++++ TEXTO FORNECIDO ++++

Feitos todos os descontos aos resumos inevitáveis – afinal é preciso fazer caber mais de 20 anos em 2h15 de filme -, Bryan Singer saiu-se muito bem na costura da “colcha de retalhos” formada pelas histórias da história de Freddie Mercury e o Queen. Embora o foco mantenha-se o tempo todo no vocalista, as cenas dão conta de destacar, usando detalhes, as principais características de cada integrante: Taylor é o esquentadinho namorador, May o virtuoso disciplinado e Deacon o quieto conciliador. Todos abertos ao experimentalismo e à ousadia, musical e midiática.
O humor é inglês (adoro!). E como em um autêntico filme de fã, a romantização é a tônica. Por isso a narrativa apenas sobrevoa o lado controverso da personalidade de Mercury – os excessos com álcool, sexo e drogas são sutilmente citados, embora muito bem entendidos – e um pouco de equilíbrio se perde nessa simplificação. O que se sobressai é a grandeza do legado musical de Mercury, o que é legítimo, mas eleva-o a uma dimensão menos humana. E o barato de biografias é justamente humanizar os ídolos, mostrando-os com todos os seus defeitos e qualidades. Aqui o fã é levado a relevá-los.

++++ INFORMAÇÕES APRESENTADAS ++++

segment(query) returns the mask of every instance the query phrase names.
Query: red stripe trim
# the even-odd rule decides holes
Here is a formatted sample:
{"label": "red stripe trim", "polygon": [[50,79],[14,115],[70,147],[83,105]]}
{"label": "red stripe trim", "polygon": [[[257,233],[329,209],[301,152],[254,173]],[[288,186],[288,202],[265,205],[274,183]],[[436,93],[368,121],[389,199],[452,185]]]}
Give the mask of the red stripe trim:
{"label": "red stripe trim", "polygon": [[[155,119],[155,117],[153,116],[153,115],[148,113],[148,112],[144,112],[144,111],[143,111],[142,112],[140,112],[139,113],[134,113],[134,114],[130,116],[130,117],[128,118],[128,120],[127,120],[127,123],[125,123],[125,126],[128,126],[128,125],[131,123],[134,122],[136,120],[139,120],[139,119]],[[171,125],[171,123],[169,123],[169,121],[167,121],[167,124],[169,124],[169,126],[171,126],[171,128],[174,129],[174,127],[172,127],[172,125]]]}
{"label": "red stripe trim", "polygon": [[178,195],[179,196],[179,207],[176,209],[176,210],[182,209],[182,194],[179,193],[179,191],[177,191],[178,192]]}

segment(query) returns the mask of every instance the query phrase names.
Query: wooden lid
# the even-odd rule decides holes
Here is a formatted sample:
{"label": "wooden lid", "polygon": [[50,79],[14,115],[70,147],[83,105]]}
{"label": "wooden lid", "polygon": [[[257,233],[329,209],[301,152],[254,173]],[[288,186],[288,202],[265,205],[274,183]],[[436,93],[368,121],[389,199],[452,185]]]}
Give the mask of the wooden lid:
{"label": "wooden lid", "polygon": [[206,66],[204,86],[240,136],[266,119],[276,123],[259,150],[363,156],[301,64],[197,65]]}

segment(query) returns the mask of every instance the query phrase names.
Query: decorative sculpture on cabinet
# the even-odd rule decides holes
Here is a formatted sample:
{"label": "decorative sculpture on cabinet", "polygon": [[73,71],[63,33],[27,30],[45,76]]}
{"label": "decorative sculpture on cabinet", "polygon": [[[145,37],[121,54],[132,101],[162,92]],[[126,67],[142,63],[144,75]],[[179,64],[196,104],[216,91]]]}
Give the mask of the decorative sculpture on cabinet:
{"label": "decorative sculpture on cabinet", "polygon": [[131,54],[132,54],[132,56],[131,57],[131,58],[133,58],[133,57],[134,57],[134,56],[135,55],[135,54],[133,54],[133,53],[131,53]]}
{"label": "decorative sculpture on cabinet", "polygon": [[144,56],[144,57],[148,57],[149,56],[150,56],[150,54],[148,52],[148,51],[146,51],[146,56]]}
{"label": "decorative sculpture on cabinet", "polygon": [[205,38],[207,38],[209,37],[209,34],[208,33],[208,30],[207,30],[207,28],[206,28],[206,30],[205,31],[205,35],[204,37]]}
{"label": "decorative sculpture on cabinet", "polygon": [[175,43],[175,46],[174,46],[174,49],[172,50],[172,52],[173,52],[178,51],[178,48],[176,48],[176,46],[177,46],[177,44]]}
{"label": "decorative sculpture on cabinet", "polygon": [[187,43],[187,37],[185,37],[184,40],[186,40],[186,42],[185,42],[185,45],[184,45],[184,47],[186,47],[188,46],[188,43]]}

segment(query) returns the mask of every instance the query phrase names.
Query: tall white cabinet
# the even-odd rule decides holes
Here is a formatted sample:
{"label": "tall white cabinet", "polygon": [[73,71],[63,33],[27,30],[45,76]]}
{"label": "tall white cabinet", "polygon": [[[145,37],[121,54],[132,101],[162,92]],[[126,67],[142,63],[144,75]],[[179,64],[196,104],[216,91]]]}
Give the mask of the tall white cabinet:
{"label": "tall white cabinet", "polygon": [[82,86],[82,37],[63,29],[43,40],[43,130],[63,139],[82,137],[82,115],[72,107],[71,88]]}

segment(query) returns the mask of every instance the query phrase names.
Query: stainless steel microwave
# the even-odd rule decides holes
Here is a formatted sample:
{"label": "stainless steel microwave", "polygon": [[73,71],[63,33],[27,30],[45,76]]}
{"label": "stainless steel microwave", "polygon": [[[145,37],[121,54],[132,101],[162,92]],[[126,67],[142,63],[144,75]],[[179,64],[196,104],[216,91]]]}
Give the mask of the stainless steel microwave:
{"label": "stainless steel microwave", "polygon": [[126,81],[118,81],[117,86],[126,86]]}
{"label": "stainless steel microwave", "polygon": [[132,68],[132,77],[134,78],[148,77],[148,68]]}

++++

▶ **DESCRIÇÃO DA TAREFA**
Segundo a resenha sobre o filme de Freddie Mercury e o Queen, como Deacon é caracterizado?

▶ **RESULTADO DA TAREFA**
Como o quieto conciliador.